Text segment:
# # # # # # #

# Who all has worked with ash?



## sausagefingers (Oct 1, 2008)

Just finished paneling a couple's great room in ash, and basically was noticing how ash plywood varies SOOO much from one piece to another. Some looks identical to oak, while others are more like a really nice flamed piece of birch, and some are some weird combination with a crazy, almost marbled or zebra look. All the solid we used pretty much looked like white oak. All I'm worried about now is if the customer likes the variation in the paneling with the different grains we had to use. I'll post some picks later...


----------



## [email protected] (Jan 10, 2009)

Never worked with Ash ply ,only solid ash which looks almost exactly like oak.Enough to fool my wife anyway.Years ago I built a deacons bench with ash that turned out quite nice,and no one knows it isn't oak.Show us some pics of the ash ply bet its pretty


----------



## sausagefingers (Oct 1, 2008)

Yeah we actually used oak PM6 for the paneling with ash ply and face frame. Our customer couldn't tell a difference.


----------



## Just Bill (Dec 29, 2008)

# # # # # # #

Answer these from the forum thread about ash:
(a) What room did sausagefingers panel in ash?
(b) What did the second poster build years ago with ash?
(c) What wood was the PM6 made of?

Given information:
# # # # # # #

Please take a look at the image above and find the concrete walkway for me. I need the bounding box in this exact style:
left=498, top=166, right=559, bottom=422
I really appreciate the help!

# # # # # # #

Solution:
(a) A couple's great room.
(b) A deacons bench.
(c) Oak.